An Extra Baked Potato // A Tribute to my Baba on her birthday

Over the holidays, I went with Grayson to a coaches dinner. There was a food truck parked in the driveway making fresh brick oven pizzas, market lights strung outside, and a big bonfire in the back yard. At these kinds of things, it’s pretty typical for the men to congregate in one area and for the women to gather together in another, and this night was no different. The coaches sat outside around the fire while the coaches wives talked around the kitchen table for hours.

This sweet group of women is made up of all ages; some of their husbands have been coaches for going on 30+ years, and some, like me, are only in year five or six. It’s a sweet, unlikely bond that I already treasure, but will undoubtably grow to treasure even more through the years. The older I get, the more thankful I am to feel like I fit in a group like this, and reminders of Titus 2 fill my heart with hope that one day I might be a veteran in a group like this making the youngest ones hungry for community and fellowship around a kitchen table.

### Data extract
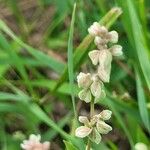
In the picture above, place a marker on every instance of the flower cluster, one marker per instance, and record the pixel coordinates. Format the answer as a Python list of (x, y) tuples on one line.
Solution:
[(103, 55), (34, 143), (95, 127), (92, 88)]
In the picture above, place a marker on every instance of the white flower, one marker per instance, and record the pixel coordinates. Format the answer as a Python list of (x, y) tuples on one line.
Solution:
[(116, 50), (34, 143), (85, 95), (96, 87), (140, 146), (102, 127), (84, 80), (83, 131), (113, 36), (94, 29), (105, 115), (94, 56)]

### Prompt
Could you resume the birthday tribute to Baba after its last sentence? These records have nothing to do with the text.

### Expected answer
Somehow, that night in the midst of conversation, the topic of hospitality came up. We were talking about how it’s so easy to just get caught up in your own little world with all the obligations and responsibilities of every day life that it can be really hard to stop and focus on nourishing relationships and welcoming people into your home. One of the ladies brought up how garage doors have killed community, because instead of getting out of your car in the driveway and making small talk with your neighbor, you can now just whip right into your attached garage, close the door behind you, and never have to have any contact with the people living around you (and sadly enough, if the truth was known, most of us like it that way).

That’s when I thought of my grandma and something she used to always do. An extra baked potato, wrapped in foil, ready to go just in case someone stopped by at suppertime. 

You see, she prepared herself ahead of time, was willing and waiting to welcome a knock on the back door, and lived a life that always pulled serving others from the back of her mind to the forefront of how she went through the most simple, everyday tasks. If nobody stopped by, there would be a leftover baked potato and it would get eaten, but if someone did stop by, they never felt like they were imposing, because something had been prepared just for them.

That’s how I want to live my life.

Today would be my grandma’s 87th birthday. My Baba went to be with Jesus five years ago, so she didn’t get to see me walk down the aisle or get to meet her youngest great grandchildren (of the eight that she and my Paw have now!). But, her life and legacy lives on and I think of her often and smile. Even now as I write this, with coffee beside me and babies still sleeping, I long for one more afternoon in the kitchen making snickerdoodles alongside her, or one more morning waking up to the clanging of pots and pans and the smell of her biscuits and gravy.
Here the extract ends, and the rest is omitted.